--- The problem ---
Reproduce word for word the lines from the records below, starting at the line containing "Guideline: mark the distant rolling" and ending at the line containing "[[320, 647], [540, 745], [727, 727]]", with both of those lines included.

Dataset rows
'''

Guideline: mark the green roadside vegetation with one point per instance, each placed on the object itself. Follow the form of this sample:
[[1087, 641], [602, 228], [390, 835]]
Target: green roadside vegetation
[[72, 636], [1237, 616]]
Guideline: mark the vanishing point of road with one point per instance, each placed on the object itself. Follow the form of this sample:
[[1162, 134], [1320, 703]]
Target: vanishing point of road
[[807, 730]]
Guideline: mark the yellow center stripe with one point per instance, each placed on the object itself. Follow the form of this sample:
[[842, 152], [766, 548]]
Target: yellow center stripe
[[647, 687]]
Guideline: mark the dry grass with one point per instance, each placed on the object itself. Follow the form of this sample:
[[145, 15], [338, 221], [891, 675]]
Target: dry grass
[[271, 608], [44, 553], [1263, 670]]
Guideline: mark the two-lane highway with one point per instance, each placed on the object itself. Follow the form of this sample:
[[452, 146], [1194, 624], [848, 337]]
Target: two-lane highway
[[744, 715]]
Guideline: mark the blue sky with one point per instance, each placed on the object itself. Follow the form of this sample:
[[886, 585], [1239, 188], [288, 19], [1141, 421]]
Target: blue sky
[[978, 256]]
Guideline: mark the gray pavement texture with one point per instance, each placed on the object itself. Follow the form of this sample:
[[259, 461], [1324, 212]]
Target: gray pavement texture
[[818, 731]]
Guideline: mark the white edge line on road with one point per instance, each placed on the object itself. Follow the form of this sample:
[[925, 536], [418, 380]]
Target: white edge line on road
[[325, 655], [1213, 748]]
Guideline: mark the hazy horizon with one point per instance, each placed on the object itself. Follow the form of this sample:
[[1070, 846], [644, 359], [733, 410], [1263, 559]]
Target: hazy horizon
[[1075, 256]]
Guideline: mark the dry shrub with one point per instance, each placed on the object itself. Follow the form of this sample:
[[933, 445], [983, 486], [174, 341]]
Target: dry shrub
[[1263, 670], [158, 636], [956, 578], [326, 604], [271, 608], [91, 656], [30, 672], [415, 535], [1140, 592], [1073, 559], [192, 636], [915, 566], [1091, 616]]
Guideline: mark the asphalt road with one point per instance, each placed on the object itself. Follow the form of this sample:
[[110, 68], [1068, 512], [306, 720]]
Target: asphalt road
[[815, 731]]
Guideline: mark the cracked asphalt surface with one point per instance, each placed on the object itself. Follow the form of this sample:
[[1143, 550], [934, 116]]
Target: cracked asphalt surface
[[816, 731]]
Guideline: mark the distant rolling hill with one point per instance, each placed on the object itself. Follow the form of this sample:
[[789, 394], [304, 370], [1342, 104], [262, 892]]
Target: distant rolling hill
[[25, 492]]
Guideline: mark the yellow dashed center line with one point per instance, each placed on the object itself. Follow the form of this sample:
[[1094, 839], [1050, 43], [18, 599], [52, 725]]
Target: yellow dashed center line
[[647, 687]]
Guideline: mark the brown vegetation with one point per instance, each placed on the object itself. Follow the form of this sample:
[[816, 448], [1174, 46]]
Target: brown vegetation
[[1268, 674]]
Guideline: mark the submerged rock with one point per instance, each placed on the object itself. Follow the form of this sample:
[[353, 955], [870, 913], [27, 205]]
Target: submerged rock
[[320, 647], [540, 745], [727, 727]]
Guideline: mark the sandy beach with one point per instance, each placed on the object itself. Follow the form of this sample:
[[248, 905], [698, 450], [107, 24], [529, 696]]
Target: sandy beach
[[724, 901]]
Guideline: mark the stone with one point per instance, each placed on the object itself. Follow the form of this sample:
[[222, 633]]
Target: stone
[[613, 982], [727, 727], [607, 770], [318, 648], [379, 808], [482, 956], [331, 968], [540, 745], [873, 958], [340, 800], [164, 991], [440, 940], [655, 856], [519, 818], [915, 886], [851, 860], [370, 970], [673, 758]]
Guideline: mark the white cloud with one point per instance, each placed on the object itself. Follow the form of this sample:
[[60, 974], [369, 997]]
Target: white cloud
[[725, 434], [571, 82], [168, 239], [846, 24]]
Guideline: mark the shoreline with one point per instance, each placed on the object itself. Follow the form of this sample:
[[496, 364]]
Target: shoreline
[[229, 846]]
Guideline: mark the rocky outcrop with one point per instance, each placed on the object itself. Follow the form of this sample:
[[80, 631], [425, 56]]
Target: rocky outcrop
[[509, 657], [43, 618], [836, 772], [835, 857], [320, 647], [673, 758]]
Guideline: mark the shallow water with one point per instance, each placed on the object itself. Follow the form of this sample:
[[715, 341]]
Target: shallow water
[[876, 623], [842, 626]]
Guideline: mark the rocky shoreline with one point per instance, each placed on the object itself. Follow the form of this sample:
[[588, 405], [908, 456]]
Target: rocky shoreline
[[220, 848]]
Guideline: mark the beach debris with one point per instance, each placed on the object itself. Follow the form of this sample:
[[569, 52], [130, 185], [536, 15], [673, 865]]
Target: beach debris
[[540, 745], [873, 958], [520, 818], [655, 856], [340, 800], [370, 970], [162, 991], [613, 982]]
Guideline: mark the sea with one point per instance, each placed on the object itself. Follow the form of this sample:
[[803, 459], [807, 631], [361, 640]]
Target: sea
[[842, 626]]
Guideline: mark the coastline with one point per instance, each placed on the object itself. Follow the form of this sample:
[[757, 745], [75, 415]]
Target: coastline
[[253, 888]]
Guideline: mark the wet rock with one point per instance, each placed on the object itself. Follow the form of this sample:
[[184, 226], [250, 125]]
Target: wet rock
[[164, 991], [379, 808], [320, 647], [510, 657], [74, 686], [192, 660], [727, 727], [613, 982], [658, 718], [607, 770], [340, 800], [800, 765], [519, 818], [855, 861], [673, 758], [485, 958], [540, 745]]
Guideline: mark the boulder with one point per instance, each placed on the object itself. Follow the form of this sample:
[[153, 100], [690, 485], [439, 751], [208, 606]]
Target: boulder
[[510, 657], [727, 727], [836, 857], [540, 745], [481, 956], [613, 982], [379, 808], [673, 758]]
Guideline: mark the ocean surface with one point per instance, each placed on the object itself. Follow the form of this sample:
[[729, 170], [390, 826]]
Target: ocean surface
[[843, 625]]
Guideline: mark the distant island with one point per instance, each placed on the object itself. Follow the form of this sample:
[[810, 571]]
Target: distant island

'''

--- Worked solution ---
Guideline: mark the distant rolling hill with one point per instance, each placed on the object itself. Follow the form of this sample:
[[789, 394], [304, 370], [1342, 104], [262, 892]]
Target: distant rolling hill
[[25, 492]]
Guideline: mark the yellow dashed center line with one point per instance, each placed on the object itself. Follow the form of this sample:
[[1094, 839], [1050, 43], [18, 599], [52, 725]]
Target: yellow dashed center line
[[647, 687]]
Guideline: mark the brown vegetation with one point per instance, each placed on the object itself. Follow the form of this sample:
[[816, 448], [1174, 46]]
Target: brown vegetation
[[1268, 674]]
Guideline: mark the submerged rock with one point per instance, each placed on the object itself. Follow the form of this sample:
[[353, 955], [870, 913], [27, 205]]
Target: submerged rock
[[320, 647], [540, 745], [727, 727]]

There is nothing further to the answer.